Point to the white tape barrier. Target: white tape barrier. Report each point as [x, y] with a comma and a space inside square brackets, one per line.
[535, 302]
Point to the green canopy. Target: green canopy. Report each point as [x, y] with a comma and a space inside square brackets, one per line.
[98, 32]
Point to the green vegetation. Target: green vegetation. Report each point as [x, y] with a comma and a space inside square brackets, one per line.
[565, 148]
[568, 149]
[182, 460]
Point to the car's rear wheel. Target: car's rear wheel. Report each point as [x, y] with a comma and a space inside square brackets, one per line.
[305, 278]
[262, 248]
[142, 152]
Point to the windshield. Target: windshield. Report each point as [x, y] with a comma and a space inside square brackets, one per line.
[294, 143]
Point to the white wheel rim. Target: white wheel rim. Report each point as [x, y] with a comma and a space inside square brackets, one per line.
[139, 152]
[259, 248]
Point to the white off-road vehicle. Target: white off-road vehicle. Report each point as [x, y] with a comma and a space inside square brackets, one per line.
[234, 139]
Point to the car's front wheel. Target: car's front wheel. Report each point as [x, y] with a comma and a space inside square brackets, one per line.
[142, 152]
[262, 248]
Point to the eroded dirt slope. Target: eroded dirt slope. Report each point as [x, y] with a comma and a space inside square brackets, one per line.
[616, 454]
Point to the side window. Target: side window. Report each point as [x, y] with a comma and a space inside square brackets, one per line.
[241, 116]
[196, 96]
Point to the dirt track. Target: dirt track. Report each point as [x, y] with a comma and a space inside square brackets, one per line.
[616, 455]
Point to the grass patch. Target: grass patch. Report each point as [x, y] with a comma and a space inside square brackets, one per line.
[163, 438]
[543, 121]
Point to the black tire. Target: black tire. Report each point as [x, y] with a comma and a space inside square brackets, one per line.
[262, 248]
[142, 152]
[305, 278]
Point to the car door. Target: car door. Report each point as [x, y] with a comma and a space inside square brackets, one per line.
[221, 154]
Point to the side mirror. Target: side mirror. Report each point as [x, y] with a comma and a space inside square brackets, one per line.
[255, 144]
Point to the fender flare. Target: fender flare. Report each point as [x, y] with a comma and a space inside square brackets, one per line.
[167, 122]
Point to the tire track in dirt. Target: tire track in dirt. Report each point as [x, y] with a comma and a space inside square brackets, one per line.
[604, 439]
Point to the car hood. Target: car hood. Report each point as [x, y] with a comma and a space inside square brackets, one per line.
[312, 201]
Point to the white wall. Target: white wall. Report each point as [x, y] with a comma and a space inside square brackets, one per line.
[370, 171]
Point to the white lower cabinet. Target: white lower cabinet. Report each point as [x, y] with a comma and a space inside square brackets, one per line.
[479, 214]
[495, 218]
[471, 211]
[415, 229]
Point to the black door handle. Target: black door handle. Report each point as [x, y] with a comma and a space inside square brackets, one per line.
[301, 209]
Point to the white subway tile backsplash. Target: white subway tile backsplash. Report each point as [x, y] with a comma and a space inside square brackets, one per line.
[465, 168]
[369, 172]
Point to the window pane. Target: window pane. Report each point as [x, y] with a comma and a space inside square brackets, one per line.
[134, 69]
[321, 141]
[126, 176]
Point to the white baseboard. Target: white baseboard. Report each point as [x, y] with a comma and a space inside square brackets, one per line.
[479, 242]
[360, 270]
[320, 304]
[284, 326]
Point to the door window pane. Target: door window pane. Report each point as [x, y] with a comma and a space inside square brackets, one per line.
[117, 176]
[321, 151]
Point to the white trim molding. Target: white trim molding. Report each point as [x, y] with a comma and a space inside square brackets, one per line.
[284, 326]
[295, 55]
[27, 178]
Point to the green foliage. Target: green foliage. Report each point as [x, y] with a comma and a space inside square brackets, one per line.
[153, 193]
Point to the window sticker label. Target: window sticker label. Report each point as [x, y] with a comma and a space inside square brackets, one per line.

···

* _STATED TASK_
Copy the lines exactly, from the line containing "Point to the white subway" through the last line, both included.

* _WORKED SOLUTION_
Point to the white subway tile backsplash. Target: white subway tile backsplash. Report each point as [x, y] with a comma and a space inside square brackets, one per line.
[465, 168]
[369, 172]
Point to the window pane. Target: window pane. Report each point as [x, y] with a comma and a space inside square brackets, one per line.
[134, 69]
[321, 141]
[126, 176]
Point to the white baseboard. Target: white baseboard. Report each point as [x, y] with a comma and a space inside square brackets, one per line.
[479, 242]
[360, 270]
[320, 304]
[284, 326]
Point to the door window pane. Target: door window pane. Report each point as [x, y] with a comma and a space inside square brackets, one per line.
[117, 176]
[321, 151]
Point to the white trim molding. Target: white trim molding. Report each point as [x, y] with a comma and a space inside square brackets, one per line.
[284, 326]
[295, 55]
[27, 178]
Point to the green foliage. Target: green foliage. Report each point as [x, y] with a comma and a space inside square brackets, one per line.
[153, 193]
Point to the window sticker label. Target: window sticker label. Report each point as [x, y] with a comma and a space inside square brackets, one per line.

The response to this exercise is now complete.